* INPUT
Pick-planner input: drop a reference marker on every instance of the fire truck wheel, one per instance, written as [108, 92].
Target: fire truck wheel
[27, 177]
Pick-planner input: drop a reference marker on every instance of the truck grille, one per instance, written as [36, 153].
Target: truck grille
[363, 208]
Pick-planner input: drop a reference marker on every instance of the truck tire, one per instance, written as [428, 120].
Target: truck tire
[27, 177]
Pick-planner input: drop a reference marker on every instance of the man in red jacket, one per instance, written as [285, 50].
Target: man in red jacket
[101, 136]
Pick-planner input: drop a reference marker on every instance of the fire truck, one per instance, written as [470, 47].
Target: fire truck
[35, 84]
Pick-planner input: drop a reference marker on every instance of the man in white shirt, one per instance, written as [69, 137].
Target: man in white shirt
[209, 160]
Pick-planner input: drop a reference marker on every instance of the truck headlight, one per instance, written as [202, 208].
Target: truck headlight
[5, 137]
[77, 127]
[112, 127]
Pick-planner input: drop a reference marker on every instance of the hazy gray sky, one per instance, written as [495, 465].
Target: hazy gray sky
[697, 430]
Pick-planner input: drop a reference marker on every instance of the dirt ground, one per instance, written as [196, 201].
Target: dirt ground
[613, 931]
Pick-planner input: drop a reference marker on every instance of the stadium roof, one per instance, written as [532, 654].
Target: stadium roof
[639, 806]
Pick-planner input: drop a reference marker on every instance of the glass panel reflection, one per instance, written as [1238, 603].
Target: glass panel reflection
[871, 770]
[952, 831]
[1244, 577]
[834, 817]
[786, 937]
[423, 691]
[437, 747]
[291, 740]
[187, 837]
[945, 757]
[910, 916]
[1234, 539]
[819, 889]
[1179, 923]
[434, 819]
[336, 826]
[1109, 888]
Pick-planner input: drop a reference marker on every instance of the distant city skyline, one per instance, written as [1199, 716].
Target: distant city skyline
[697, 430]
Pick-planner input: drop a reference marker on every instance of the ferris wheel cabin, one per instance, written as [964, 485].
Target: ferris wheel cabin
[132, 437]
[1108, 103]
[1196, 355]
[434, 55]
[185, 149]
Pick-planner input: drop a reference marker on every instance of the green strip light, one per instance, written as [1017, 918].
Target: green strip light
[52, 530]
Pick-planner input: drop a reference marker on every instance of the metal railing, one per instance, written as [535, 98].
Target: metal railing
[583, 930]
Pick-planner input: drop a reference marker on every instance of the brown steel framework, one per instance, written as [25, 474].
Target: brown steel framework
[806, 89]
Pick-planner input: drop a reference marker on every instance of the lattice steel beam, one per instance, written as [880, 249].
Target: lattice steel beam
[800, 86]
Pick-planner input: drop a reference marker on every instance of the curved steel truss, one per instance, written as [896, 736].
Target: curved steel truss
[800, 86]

* WRITTEN EXERCISE
Copy the items above word for word, starting at the line that contains "as [25, 474]." and continuing through the final line of the items.

* REPLY TO THE TASK
Pick-planner input: drop a reference marker on every instance of the brown steel framework, one per instance, written as [25, 474].
Target: brown steel framework
[806, 89]
Pick-planner input: drop a reference marker on every instance of the lattice steel beam, one per instance, written as [880, 249].
Target: lattice steel beam
[800, 86]
Pick-planner input: drop a reference marker on every instance of the curved steel truss, one per instance, written as [896, 736].
Target: curved steel truss
[800, 86]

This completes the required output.